[Фрагмент текста]
┌────────

– Фильмы Берлинской школы часто меланхоличны. Откуда берется или бралась эта меланхолия?
– Я уже сказал о ностальгии по утраченным кинозалам. Но вообще я не знаю не меланхоличных фильмов. Даже самая чудная комедия подернута флером печали, и эту меланхолию вы не найдете в телевидении. Телевидение – это школа, а в школьных занятиях нет меланхолии. Кино, напротив, всегда было меланхолично, потому что всегда опаздывало и потому, по сути, всегда видело больше. Американцы проиграли войну во Вьетнаме в 1973-м, но самые важные фильмы о Вьетнаме появились годы спустя. И так же, как целлулоиду нужно время для проявки, кино нужно время, чтобы что-то понять и развить. Но гораздо точнее и современней, чем это делает телевидение.

└────────

[Необработанные записи]

┌────────

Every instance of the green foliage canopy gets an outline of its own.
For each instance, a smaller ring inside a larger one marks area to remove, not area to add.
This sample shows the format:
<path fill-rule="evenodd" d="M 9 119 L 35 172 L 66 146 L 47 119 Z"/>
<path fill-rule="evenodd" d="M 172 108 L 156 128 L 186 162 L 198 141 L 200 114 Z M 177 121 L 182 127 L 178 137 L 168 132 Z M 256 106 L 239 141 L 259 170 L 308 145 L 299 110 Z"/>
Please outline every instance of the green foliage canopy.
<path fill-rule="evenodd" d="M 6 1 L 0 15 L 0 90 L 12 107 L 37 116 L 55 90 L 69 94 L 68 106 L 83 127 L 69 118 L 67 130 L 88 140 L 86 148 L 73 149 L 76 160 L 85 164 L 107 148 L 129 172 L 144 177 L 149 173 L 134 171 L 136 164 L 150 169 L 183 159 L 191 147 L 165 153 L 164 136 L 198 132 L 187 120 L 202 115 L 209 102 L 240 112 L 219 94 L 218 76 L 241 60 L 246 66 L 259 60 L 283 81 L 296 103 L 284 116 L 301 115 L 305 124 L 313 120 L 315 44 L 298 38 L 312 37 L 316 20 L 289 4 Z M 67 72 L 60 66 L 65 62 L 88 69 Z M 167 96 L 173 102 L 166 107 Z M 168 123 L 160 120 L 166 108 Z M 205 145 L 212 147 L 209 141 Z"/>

└────────

[Краткое задание]
Повторите дословно и целиком приведенный выше текст о меланхолии фильмов Берлинской школы.

[Результат выполнения]
– Фильмы Берлинской школы часто меланхоличны. Откуда берется или бралась эта меланхолия?
– Я уже сказал о ностальгии по утраченным кинозалам. Но вообще я не знаю не меланхоличных фильмов. Даже самая чудная комедия подернута флером печали, и эту меланхолию вы не найдете в телевидении. Телевидение – это школа, а в школьных занятиях нет меланхолии. Кино, напротив, всегда было меланхолично, потому что всегда опаздывало и потому, по сути, всегда видело больше. Американцы проиграли войну во Вьетнаме в 1973-м, но самые важные фильмы о Вьетнаме появились годы спустя. И так же, как целлулоиду нужно время для проявки, кино нужно время, чтобы что-то понять и развить. Но гораздо точнее и современней, чем это делает телевидение.